▸ Work instructions
Copy out word for word the stretch of lines from the one containing "Where can the white ceiling" through the last line.

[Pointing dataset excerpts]
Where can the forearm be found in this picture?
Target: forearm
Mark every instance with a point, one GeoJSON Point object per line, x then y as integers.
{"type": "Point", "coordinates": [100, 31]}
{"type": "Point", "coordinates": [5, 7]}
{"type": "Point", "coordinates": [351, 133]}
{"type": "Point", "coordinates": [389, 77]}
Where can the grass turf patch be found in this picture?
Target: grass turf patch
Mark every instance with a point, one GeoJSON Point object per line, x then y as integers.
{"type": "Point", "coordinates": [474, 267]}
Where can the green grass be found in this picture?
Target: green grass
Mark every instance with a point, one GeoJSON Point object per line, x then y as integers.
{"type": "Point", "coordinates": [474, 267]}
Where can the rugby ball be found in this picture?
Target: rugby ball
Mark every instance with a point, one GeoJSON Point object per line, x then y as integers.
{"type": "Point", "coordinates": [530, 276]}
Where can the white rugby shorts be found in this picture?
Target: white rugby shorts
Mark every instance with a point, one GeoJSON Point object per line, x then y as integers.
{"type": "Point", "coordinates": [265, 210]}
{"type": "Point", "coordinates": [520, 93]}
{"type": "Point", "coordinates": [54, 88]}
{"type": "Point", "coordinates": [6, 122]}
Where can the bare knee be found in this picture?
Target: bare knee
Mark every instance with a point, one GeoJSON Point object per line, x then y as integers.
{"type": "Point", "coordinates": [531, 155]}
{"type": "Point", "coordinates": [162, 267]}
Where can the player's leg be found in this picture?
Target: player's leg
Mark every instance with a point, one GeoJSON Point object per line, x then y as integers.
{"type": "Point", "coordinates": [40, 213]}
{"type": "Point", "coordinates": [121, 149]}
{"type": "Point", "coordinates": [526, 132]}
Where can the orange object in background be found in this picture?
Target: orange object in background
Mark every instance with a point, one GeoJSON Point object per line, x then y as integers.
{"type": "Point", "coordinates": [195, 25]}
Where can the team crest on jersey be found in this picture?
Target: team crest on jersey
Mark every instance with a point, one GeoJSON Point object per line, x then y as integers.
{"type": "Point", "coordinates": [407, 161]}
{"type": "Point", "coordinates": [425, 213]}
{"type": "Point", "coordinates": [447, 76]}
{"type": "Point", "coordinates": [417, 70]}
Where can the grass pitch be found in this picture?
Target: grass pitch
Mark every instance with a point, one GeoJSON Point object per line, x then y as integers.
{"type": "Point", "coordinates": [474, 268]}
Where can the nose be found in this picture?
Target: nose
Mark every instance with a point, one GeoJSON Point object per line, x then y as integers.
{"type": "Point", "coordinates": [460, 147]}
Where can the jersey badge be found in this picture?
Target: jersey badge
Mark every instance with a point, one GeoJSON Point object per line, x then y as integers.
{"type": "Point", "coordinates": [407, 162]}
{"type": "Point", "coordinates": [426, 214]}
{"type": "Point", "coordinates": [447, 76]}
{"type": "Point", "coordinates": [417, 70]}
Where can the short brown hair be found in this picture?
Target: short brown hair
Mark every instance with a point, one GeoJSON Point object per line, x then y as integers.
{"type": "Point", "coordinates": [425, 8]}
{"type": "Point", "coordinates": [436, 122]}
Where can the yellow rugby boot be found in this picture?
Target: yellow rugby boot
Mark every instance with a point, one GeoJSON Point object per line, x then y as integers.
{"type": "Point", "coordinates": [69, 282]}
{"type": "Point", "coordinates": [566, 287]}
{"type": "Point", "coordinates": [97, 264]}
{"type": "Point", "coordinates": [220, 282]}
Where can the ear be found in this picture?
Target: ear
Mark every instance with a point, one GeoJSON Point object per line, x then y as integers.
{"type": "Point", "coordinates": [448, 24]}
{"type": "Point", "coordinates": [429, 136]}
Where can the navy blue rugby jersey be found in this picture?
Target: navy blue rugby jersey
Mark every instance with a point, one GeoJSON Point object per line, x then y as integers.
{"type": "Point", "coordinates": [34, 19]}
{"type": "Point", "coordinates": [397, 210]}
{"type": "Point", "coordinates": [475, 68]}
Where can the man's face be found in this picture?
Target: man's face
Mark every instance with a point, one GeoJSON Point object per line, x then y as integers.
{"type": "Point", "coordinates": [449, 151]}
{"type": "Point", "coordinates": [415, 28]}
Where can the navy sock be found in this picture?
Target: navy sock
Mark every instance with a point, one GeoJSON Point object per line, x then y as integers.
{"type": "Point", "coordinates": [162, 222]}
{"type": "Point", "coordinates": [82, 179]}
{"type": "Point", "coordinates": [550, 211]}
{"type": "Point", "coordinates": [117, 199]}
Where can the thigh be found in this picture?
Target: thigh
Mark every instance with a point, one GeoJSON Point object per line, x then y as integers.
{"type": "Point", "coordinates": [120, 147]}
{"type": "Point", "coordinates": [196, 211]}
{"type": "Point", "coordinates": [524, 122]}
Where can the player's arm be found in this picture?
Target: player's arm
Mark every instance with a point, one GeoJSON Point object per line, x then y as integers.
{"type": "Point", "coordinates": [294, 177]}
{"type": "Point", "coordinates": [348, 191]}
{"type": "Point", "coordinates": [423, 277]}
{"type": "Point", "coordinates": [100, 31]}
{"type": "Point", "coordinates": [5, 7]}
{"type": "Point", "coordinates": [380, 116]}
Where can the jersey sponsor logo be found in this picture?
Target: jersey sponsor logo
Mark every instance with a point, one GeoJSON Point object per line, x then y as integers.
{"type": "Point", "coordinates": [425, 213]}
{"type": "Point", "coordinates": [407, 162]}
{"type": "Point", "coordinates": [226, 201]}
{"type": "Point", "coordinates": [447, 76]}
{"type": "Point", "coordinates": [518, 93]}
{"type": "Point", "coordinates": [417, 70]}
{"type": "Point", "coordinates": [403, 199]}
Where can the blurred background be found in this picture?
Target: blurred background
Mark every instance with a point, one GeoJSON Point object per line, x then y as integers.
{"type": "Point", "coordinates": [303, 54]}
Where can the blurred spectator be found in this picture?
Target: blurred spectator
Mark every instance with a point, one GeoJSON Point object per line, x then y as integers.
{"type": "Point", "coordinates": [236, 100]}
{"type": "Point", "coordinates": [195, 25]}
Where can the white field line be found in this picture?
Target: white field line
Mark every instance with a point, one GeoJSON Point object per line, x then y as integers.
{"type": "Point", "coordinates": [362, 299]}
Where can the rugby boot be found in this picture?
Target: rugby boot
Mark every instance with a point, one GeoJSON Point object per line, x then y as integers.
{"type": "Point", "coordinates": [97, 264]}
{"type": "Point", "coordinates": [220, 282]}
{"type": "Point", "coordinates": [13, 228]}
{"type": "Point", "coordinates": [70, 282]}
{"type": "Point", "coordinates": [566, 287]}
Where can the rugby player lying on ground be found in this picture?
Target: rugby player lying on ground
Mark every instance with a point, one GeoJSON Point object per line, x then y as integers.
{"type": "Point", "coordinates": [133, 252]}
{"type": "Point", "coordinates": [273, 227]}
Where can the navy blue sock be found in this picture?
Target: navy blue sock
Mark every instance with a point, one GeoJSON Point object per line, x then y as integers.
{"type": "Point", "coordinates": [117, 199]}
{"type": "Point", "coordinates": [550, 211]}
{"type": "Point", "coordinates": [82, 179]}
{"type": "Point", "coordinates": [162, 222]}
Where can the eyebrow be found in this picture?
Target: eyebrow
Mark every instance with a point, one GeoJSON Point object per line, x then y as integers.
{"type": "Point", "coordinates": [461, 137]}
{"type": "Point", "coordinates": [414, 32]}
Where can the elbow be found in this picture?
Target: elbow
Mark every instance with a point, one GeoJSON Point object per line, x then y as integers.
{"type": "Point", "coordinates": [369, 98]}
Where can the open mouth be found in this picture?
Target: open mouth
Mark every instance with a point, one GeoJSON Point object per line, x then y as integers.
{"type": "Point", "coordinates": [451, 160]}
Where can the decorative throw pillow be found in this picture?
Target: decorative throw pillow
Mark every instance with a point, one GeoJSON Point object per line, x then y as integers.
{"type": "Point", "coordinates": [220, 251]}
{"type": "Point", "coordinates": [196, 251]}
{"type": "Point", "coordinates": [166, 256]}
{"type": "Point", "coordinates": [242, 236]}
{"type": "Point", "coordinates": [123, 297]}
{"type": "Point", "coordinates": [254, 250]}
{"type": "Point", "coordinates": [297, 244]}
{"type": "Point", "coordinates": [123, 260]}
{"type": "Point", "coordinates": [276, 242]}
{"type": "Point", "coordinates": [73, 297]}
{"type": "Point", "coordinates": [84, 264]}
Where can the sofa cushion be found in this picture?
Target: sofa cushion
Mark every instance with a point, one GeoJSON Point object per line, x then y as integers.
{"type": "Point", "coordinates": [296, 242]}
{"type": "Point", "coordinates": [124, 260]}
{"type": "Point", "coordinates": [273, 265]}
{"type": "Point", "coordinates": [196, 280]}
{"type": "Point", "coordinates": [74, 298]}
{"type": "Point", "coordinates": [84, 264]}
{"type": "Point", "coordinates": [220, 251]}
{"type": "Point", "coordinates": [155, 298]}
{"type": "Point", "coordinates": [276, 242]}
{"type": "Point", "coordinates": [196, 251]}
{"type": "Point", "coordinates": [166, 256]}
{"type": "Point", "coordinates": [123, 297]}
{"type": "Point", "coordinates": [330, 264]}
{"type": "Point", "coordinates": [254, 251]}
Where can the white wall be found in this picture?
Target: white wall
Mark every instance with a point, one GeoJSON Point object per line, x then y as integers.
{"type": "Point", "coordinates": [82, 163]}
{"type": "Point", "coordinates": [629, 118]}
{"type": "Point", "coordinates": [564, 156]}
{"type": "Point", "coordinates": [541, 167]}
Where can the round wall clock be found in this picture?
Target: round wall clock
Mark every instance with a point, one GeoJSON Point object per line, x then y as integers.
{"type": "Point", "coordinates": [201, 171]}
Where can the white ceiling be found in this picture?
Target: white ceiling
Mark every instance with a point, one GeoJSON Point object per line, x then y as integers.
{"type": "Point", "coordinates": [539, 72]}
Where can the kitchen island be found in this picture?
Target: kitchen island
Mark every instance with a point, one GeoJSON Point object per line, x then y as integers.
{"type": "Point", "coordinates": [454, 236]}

▸ Written response
Where can the white ceiling be found in this picture?
Target: white ceiling
Mark every instance with a point, one GeoJSON Point object per line, x then y as integers.
{"type": "Point", "coordinates": [539, 72]}
Where can the kitchen island be found in this picture?
Target: kitchen island
Mark every instance with a point, one GeoJSON Point object per line, x then y as integers.
{"type": "Point", "coordinates": [454, 236]}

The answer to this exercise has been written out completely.